>> BEGIN Records for the exercise

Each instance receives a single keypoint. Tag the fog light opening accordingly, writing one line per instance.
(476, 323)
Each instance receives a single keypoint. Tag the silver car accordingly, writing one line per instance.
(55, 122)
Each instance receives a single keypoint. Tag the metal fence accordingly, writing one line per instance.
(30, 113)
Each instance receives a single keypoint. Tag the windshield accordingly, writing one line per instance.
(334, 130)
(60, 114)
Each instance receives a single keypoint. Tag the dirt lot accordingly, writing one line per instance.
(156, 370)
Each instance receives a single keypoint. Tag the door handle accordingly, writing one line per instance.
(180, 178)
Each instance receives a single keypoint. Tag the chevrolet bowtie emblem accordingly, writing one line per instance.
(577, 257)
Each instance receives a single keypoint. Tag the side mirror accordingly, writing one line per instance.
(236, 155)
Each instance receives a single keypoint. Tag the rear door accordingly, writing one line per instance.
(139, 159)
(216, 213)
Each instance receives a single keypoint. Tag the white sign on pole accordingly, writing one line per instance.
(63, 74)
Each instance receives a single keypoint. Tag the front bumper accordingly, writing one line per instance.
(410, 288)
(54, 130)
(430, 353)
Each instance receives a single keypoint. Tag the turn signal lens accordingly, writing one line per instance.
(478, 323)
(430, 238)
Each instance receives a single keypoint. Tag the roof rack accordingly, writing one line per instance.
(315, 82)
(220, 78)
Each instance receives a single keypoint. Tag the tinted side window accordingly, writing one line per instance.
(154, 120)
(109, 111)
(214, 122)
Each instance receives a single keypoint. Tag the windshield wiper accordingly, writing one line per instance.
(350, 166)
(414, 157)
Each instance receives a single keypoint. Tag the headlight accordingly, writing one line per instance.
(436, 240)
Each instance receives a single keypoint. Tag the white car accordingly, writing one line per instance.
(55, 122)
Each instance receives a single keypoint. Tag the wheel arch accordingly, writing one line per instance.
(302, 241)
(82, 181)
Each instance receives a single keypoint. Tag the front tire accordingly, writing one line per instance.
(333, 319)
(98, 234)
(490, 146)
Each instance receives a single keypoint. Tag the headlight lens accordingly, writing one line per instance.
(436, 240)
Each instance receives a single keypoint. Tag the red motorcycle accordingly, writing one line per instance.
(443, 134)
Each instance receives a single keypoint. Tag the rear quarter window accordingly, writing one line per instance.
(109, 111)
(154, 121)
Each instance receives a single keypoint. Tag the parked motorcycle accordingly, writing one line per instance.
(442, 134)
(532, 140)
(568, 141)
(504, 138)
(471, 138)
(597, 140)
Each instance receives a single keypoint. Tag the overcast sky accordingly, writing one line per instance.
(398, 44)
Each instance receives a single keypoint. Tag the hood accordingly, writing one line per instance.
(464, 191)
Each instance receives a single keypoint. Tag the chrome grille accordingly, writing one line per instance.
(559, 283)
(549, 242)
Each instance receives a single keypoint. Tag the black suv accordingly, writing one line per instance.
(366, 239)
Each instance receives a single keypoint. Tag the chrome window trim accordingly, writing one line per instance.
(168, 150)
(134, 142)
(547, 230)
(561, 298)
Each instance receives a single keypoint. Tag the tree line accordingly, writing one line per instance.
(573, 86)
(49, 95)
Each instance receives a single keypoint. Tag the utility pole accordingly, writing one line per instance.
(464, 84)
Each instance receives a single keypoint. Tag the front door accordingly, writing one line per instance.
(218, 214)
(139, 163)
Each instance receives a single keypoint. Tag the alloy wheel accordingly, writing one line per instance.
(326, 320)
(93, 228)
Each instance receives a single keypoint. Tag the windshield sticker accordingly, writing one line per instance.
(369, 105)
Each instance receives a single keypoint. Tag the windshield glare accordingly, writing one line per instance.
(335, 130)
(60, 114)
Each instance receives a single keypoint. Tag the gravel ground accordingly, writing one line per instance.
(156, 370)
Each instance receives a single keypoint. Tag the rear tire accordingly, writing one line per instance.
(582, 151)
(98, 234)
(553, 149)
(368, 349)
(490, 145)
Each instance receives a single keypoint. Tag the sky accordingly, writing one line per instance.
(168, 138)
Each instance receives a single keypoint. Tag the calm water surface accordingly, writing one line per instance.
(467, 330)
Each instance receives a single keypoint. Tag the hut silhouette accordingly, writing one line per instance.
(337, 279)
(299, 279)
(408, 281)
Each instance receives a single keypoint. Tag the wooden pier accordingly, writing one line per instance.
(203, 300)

>> END Records for the exercise

Short exercise:
Copy out every row above, substituting "point" for each occurrence of "keypoint" and leaving everything else unchanged.

Problem solution:
Each instance receives a single point. Tag the fog light opening accordingly, writing one line per instance.
(476, 323)
Each instance receives a single point. Tag the silver car accordingly, writing one line per instance.
(55, 122)
Each instance receives a single point. Tag the metal fence accordingly, writing one line per instance.
(30, 113)
Each instance receives a single point. Tag the windshield accordingly, writing one line per instance.
(334, 130)
(60, 114)
Each instance receives a single point. Tag the dirt lot accordingly, writing one line per instance.
(156, 370)
Each instance receives a single point. Tag the door handle accordingly, writing one line per instance.
(180, 178)
Each instance receives a single point. Tag the chevrolet bowtie emblem accordingly, writing one line per instance.
(577, 257)
Each instance receives a single point. Tag the side mirror accordingly, writing one line per instance.
(236, 155)
Each instance receives a single point. Tag the rear door accordingly, writing one line per instance.
(139, 159)
(216, 213)
Each instance receives a single point. Tag the white sign on pole accordingly, writing one line per instance.
(63, 74)
Each instance receives a single point. Tag the front bumper accordingly, writing one line per instance.
(410, 288)
(54, 130)
(430, 353)
Each instance receives a single point. Tag the turn signal lens accordingly, writing one line per instance.
(478, 323)
(430, 238)
Each instance receives a single point. Tag the roof rack accordingly, writing one line per instance.
(315, 82)
(220, 78)
Each instance receives a single point. Tag the tinted side window accordingly, writing one line per instance.
(154, 120)
(109, 111)
(214, 122)
Each instance receives a single point. Tag the windshield wiper accordingly, writing one line per instance.
(350, 166)
(414, 157)
Each instance receives a single point. Tag the headlight accordingly, writing one line per instance.
(436, 240)
Each instance receives a single point. Tag the white car accordingly, writing one line per instance.
(55, 122)
Each instance receives a single point. Tag the wheel arch accordingly, writing one line per instance.
(302, 241)
(82, 181)
Each instance receives a single point. Tag the front tire accordingly, writing one line per instance.
(333, 319)
(98, 234)
(490, 146)
Each instance receives a single point. Tag the headlight lens accordingly, writing one line per instance.
(436, 240)
Each instance receives a single point. Tag the red motorcycle accordingly, writing one line per instance.
(443, 134)
Each instance receives a single point. Tag the rear quarter window accordingly, writing one line per instance.
(109, 111)
(154, 121)
Each instance receives a single point. Tag the parked motorcycle accordingly, writing one line per instance.
(442, 134)
(532, 140)
(568, 141)
(504, 138)
(471, 138)
(597, 140)
Each instance receives a single point. Tag the overcast sky accordingly, writing one line per instance.
(398, 44)
Each instance receives a single point. Tag the hood accordingly, writing one line per instance.
(464, 191)
Each instance receives a single point. Tag the chrome grille accordingly, writing one line per instance.
(559, 283)
(549, 242)
Each instance receives a single point. Tag the black suv accordingly, writing one line per instance.
(366, 239)
Each instance receives a single point. Tag the chrome window trim accordingly, writing one line per instance.
(168, 150)
(134, 142)
(547, 230)
(561, 298)
Each instance receives a single point. Tag the tree line accordingly, writing one line per instance.
(573, 86)
(49, 95)
Each instance receives a single point. Tag the utility pole accordingly, writing one line per instance.
(464, 84)
Each instance receives a single point. Tag the front door accordingly, writing one line per instance.
(218, 214)
(139, 163)
Each instance receives a single point. Tag the alloy wheel accordingly, writing one line per instance.
(326, 320)
(93, 228)
Each instance receives a single point. Tag the windshield sticker accordingly, writing one line per instance.
(369, 105)
Each instance receives a single point. Tag the windshield glare accordingly, writing one line per instance.
(335, 130)
(60, 114)
Each instance receives a single point. Tag the gravel ground accordingly, writing one line per instance.
(156, 370)
Each instance receives a single point. Tag the rear tire accordingly, writing one line per instance.
(582, 151)
(98, 234)
(553, 149)
(368, 349)
(490, 145)
Each instance receives a single point. Tag the sky accordingly, writing one line per instance.
(168, 138)
Each instance receives a single point. Tag the calm water surface accordingly, writing one line per instance.
(467, 330)
Each instance receives a single point. Tag the hut silhouette accordingly, writing one line per instance.
(337, 279)
(299, 279)
(408, 281)
Each instance receives a single point. Tag the wooden pier accordingly, writing one line per instance.
(203, 300)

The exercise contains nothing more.